DATASET RECORDS:

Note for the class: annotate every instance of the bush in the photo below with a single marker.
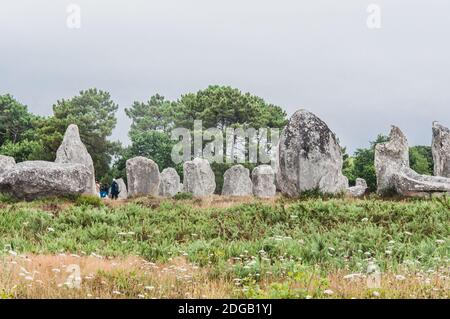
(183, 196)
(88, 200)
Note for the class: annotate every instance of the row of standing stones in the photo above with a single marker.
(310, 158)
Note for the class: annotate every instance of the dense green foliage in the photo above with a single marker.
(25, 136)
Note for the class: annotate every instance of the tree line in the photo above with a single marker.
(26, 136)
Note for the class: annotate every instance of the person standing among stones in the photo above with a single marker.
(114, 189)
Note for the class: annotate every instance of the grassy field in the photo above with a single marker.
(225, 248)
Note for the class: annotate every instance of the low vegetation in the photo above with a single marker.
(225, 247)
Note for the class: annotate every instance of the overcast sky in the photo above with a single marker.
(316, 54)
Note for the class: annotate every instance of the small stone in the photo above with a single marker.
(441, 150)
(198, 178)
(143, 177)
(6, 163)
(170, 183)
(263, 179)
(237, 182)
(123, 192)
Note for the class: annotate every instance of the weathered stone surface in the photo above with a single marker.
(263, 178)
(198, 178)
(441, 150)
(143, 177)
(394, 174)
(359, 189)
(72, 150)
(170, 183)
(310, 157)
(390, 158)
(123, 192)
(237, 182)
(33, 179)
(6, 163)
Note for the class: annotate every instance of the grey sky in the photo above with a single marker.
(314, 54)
==
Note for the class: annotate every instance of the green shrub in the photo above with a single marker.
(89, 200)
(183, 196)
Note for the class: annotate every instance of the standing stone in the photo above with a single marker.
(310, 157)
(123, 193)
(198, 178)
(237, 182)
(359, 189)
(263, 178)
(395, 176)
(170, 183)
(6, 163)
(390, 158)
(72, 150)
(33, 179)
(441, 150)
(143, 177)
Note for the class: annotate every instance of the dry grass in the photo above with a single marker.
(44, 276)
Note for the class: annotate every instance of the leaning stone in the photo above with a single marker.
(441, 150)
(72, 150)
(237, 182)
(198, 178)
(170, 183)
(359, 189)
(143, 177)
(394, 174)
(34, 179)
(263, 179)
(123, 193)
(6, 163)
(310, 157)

TASK TO CARRY OUT: Collect every line in the two blocks above that contains the string "green", and copy each one unchanged.

COMPLETE RESPONSE:
Note for the class: annotate every instance of the dense green foliage in the photo above with a single marker.
Note for the class: annotate every instance of the green shrub in the photo above with a single marker.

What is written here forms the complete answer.